(Required task): Count how many lines in the rows below contain the word "wall", with case counting, and reply with only that number.

--- Data section ---

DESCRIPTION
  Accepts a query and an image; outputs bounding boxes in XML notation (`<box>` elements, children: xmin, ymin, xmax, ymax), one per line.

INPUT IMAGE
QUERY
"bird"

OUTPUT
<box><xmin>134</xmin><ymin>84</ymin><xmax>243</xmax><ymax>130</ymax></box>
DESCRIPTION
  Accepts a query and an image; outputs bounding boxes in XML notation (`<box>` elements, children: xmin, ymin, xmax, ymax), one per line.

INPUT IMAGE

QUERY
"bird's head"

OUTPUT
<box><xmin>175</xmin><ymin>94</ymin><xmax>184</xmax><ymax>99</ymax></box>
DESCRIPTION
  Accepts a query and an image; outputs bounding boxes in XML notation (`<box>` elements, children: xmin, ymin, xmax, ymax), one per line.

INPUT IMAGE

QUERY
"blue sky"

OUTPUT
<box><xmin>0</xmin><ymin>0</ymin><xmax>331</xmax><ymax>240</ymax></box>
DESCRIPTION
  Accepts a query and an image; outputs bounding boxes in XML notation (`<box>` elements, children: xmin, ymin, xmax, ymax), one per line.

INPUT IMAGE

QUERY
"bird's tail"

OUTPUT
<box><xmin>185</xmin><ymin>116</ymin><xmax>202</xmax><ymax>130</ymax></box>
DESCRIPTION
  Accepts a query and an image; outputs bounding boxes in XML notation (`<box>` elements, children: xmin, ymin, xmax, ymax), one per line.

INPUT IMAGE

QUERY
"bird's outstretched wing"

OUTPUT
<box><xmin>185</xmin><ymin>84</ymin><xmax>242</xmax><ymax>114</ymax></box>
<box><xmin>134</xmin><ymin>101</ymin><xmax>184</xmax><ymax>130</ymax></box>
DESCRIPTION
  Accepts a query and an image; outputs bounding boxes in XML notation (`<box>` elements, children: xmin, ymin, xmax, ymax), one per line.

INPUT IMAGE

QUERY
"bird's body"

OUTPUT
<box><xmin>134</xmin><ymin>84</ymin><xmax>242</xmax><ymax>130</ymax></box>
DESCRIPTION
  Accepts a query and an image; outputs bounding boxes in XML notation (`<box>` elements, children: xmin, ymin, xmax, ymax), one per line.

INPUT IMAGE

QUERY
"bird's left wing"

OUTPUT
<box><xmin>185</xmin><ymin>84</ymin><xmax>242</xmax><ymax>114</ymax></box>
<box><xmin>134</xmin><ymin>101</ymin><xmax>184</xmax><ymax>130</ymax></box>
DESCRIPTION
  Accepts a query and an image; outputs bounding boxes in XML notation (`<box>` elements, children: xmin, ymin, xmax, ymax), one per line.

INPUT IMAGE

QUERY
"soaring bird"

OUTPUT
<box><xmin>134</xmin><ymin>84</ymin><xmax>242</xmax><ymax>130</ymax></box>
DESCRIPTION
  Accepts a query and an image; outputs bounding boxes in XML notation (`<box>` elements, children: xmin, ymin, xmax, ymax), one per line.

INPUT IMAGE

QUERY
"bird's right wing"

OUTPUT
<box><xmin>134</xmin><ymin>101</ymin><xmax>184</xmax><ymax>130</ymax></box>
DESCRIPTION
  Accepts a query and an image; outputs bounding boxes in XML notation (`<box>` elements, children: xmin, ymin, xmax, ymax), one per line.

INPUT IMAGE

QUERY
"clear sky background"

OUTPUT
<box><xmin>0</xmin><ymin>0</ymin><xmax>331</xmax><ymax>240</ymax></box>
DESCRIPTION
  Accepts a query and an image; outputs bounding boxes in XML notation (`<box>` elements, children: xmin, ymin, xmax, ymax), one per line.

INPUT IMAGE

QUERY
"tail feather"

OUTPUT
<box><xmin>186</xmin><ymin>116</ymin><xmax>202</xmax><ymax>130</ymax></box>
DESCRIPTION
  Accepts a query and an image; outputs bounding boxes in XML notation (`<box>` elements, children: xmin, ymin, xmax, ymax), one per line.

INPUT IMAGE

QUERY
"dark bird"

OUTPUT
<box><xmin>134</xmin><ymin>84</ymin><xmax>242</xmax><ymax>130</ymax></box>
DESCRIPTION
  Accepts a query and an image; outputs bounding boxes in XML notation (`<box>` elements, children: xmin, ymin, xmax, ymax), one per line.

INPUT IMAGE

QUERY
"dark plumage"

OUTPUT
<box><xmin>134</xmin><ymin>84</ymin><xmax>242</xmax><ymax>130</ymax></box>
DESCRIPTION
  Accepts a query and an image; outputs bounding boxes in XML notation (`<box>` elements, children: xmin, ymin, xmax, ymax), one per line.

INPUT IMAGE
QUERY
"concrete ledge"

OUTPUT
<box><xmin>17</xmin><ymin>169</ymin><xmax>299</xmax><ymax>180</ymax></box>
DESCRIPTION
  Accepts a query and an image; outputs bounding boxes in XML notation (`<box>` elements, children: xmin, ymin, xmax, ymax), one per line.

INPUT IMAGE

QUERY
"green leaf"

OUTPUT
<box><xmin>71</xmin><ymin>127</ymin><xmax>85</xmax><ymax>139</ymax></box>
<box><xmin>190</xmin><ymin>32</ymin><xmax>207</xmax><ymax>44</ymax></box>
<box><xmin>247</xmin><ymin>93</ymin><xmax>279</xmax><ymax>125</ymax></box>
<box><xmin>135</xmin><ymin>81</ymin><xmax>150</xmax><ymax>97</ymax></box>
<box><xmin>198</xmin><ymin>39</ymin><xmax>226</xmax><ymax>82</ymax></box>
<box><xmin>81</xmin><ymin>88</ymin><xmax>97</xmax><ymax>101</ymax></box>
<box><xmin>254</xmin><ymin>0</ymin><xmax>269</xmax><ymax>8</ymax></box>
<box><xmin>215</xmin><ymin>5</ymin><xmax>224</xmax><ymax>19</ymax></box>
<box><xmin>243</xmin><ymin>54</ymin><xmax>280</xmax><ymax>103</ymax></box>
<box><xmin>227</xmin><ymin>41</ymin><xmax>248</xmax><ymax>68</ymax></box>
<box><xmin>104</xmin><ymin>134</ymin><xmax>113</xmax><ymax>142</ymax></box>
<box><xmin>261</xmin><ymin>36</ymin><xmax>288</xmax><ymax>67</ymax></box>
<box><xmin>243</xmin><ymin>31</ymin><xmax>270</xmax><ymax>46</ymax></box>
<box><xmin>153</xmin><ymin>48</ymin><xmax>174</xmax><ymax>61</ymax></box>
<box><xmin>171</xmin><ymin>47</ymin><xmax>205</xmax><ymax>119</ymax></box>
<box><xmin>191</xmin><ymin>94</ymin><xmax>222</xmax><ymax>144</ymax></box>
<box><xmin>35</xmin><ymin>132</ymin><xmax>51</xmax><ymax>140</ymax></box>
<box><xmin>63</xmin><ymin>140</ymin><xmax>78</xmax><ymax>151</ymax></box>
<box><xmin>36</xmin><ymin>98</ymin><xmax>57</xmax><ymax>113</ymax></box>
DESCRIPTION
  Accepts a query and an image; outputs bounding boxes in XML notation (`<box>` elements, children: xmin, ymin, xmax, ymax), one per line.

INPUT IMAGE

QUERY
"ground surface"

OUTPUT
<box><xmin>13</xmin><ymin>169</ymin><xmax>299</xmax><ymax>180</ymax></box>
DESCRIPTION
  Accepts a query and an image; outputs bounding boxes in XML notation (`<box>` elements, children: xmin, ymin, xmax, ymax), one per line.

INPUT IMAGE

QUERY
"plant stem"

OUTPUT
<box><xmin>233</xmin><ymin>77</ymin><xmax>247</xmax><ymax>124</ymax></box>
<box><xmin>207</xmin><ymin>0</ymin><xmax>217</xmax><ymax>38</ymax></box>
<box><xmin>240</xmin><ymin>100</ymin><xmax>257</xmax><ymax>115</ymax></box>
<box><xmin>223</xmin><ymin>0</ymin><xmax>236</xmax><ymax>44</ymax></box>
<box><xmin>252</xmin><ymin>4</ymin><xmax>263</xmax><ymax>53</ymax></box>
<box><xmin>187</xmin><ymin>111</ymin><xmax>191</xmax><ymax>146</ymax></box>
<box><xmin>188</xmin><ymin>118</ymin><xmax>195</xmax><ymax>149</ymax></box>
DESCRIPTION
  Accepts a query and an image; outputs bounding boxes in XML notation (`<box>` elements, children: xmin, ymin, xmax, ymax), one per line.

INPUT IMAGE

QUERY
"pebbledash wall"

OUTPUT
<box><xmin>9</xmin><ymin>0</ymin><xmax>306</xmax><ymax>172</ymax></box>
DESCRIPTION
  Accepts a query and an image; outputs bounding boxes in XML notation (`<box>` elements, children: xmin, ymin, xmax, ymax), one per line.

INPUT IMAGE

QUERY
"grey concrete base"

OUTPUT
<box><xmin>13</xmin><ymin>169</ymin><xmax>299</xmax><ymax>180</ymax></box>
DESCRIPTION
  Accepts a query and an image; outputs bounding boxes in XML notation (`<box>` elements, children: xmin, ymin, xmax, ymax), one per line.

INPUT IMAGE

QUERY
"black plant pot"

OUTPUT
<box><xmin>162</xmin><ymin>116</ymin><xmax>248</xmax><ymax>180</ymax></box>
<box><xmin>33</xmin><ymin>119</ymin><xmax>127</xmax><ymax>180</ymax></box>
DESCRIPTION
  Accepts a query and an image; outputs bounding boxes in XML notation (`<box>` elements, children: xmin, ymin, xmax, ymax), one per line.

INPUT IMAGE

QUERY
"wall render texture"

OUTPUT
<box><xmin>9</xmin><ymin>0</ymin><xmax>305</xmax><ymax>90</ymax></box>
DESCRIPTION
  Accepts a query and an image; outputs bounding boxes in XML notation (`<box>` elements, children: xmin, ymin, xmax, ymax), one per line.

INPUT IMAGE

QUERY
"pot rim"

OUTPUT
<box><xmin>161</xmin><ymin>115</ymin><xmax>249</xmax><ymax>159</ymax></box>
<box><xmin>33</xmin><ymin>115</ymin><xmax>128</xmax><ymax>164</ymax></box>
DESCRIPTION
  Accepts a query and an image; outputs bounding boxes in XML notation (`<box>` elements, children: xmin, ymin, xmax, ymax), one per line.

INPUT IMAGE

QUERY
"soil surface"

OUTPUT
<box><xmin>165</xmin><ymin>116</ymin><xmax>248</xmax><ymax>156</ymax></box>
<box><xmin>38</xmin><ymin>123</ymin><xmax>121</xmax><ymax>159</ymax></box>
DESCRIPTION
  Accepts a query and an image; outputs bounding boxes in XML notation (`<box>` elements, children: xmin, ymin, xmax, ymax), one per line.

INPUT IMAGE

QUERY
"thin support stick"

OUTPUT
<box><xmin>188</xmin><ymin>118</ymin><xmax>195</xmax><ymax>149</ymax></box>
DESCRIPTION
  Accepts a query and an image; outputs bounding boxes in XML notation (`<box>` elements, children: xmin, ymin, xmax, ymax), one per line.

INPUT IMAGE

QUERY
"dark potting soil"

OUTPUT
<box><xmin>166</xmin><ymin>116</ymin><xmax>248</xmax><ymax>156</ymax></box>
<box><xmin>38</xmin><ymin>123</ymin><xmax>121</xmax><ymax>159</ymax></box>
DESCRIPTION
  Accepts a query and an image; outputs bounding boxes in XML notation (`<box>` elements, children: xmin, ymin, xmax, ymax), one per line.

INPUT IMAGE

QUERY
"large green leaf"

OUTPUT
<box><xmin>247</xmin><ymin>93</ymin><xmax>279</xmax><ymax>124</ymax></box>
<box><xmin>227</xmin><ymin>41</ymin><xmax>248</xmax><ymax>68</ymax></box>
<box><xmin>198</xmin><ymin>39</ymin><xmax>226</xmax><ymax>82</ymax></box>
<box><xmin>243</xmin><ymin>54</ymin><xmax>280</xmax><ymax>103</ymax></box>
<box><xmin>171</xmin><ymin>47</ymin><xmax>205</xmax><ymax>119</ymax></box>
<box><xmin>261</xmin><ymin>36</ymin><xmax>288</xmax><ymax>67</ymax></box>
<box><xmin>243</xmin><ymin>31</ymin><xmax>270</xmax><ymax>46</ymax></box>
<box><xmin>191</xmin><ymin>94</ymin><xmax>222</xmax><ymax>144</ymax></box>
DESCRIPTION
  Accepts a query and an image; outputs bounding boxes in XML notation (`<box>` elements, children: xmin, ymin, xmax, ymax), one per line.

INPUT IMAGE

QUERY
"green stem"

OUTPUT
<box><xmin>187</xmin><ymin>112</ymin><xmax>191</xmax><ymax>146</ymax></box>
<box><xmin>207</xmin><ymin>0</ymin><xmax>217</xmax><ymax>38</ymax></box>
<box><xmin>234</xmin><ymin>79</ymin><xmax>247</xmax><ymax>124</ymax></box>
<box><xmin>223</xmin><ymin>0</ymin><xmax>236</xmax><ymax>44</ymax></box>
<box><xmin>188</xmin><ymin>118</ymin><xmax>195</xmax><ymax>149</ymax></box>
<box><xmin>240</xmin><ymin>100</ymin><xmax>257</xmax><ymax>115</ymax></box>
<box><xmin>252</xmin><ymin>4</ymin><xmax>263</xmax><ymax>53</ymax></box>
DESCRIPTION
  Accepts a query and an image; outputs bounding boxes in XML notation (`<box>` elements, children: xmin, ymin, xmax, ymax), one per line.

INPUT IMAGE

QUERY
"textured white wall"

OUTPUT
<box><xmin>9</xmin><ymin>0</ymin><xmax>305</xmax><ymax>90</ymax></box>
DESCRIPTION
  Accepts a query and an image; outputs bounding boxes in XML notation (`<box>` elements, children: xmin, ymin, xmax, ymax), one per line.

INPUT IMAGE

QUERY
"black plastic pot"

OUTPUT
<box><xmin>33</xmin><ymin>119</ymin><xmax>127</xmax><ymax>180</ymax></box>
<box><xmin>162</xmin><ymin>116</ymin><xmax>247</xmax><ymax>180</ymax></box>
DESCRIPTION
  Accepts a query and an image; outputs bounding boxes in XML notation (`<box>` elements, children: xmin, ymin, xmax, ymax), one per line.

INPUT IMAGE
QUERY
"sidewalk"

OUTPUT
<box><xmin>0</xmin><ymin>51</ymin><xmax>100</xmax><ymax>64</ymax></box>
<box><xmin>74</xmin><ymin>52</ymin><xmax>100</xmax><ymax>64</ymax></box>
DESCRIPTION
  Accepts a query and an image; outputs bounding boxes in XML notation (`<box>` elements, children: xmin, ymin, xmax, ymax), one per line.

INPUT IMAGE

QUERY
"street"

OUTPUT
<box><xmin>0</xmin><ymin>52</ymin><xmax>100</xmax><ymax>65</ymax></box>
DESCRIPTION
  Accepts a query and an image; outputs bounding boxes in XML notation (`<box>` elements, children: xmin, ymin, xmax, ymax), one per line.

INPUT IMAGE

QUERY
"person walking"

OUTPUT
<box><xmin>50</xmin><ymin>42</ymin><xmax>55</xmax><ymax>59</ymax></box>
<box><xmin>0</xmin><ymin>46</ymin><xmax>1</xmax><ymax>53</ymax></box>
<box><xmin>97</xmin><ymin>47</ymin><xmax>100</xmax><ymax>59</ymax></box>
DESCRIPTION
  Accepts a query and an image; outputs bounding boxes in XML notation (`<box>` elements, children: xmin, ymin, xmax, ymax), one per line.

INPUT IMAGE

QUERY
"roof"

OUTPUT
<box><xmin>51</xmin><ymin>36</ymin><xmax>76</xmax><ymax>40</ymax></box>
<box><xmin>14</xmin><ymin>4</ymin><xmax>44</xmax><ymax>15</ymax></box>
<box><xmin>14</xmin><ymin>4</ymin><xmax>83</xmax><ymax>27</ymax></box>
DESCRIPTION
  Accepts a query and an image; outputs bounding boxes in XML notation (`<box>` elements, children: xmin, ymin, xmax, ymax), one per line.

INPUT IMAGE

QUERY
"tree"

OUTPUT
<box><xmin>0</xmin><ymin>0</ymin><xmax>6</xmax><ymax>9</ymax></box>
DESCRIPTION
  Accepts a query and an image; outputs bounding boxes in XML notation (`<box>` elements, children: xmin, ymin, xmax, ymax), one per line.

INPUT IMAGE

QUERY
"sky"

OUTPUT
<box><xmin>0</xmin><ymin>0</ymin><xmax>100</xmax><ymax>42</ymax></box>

---

(Answer to the problem): 3